● **Page**:
>>>>>

Earlier hearings found Treasury Department officials told financial institutions that buying religious texts like a Bible, supporting former President Donald Trump, or shopping at sporting goods stores flags law-abiding Americans as potential domestic terrorists.
Also, “major banks have attended CISA Cybersecurity Advisory Committee meetings concerning misinformation and disinformation. For example, JPMorgan Chase attended one such meeting on March 21, 2022, 86 CISA considers ‘financial services’ to be ‘critical infrastructure’ that is put at risk by ‘the spread of false and misleading information,’” Tedesco’s testimony says.
CISA is the Department of Homeland Security agency that designated Americans’ “thoughts, ideas, and beliefs” as “critical infrastructure” to justify censoring tens of millions of Americans’ online speech about elections. It defines “malinformation” as true information that federal employees think should be accompanied by government talking points.
In the 2020 election cycle, CISA served as a “switchboard” that pressured social media companies into shutting up Americans who said things Democrats don’t like. That behavior is the subject of a major constitutional lawsuit, Murthy v. Missouri, now before the Supreme Court.
The unconstitutional social media censorship apparatus, Tedesco’s testimony shows, is being applied now to financial transactions. Indeed, CISA has stated it’s pursuing a “whole-of-government approach” to its communist social credit efforts. Canceling Americans’ bank accounts or seizing them like Canada did to donors to its trucker protest in 2022 is an even bigger threat to American liberties than canceling or secretly muting Facebook and X accounts, Tedesco noted.
“We don’t know the extent that AI is being used right now to make these decisions, but we know Congress is funding projects… supplying these AI tools to banks,” Tedesco told The Federalist during a Wednesday press conference. “The same problem we have of censorship at scale in the social media context, we have it in the financial context.”
Tedesco’s testimony gives many examples of banks pulling accounts from Christian charities with essentially zero explanation. Last April, Bank of America canceled the account of Indigenous Advance Ministries, a Tennessee-based charity that cares for orphans, prisoners, and sex trafficking victims in Uganda. It also canceled the account of an organization that donated to IAM.
“Indigenous Advance Ministries … had to tell its nine Ugandan employees to wait an extra week to receive a paycheck they depend on for survival,” Tedesco’s testimony says. “Like many of their countrymen, these Ugandans don’t live paycheck to paycheck, but meal to meal. Waiting an extra week for a paycheck in Uganda isn’t just inconvenient, it can be the difference between eating and going hungry.”
The bank would only explain by saying the charity is “operating in a business type we have chosen not to service at Bank of America.” Chase similarly debanked a charity founded by former U.S. Sen. Sam Brownback, the National Committee for Religious Freedom, in 2022. A Chase representative told the charity “the bank might reinstate the account if NCRF disclosed a list of donors who contributed 10 percent or more of its operating budget and divulged the criteria it uses to decide whom to support politically,” Tedesco says.
Thirteen ADF donors reported that their banks and the nation’s largest grantmaker from donor-advised funds, Fidelity Charitable, banned or delayed donations to ADF since 2019, Tedesco says. Because the leftist pressure group Southern Poverty Law Center designates Christian charities, including ADF, as “hate groups,” Impact Assets, Fidelity Charitable, the Chicago Community Foundation, and the Community Foundation of Greater Memphis wouldn’t let Americans send their own money to ADF.

<<<<<

Data entries
>>>>>

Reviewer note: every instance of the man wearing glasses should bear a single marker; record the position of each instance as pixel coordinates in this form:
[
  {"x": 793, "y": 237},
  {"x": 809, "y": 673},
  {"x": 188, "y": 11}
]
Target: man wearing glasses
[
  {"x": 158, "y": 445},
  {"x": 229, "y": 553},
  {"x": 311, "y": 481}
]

<<<<<

● **What to do**:
1. List the organizations that the article on debanking says would not let Americans send their own money to ADF.
2. Translate this sentence from the article on debanking into Spanish: "Last April, Bank of America canceled the account of Indigenous Advance Ministries, a Tennessee-based charity that cares for orphans, prisoners, and sex trafficking victims in Uganda."
3. Rewrite the passage of the article on debanking starting at "In the 2020" and ending at "the Supreme Court.", substituting "online platforms" for "social media companies".

● **Replies**:
1.
Impact Assets
Fidelity Charitable
the Chicago Community Foundation
the Community Foundation of Greater Memphis

2. En abril pasado, Bank of America canceló la cuenta de Indigenous Advance Ministries, una organización benéfica con sede en Tennessee que atiende a huérfanos, presos y víctimas de la trata sexual en Uganda.

3.
In the 2020 election cycle, CISA served as a “switchboard” that pressured online platforms into shutting up Americans who said things Democrats don’t like. That behavior is the subject of a major constitutional lawsuit, Murthy v. Missouri, now before the Supreme Court.